Please rewrite everything from the line containing "each like (835,168)." down to the line containing "Target: woman in dark coat", replacing "woman in dark coat" with "person in dark coat" and leaving all else unchanged. Omit the pictures from your answer.

• [Available records]

+ + + +

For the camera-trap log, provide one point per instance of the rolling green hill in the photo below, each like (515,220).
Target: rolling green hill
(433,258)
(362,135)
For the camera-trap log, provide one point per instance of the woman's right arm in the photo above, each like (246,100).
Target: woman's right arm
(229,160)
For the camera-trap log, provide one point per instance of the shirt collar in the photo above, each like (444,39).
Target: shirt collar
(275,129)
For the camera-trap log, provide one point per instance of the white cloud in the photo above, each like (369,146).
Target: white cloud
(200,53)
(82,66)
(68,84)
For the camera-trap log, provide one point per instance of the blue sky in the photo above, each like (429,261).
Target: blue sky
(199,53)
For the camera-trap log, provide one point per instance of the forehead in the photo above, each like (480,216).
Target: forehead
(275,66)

+ + + +

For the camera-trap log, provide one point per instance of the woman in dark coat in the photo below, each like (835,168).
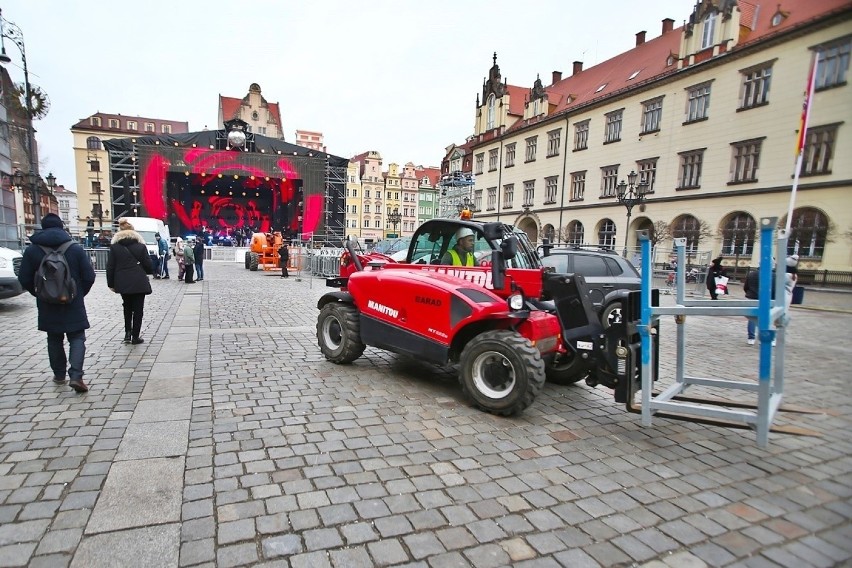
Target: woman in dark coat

+ + + +

• [Answer in full]
For the camera-trap log, provide one point per instance of the person in dark coat in the photo below, each like (835,168).
Target: person in dark coat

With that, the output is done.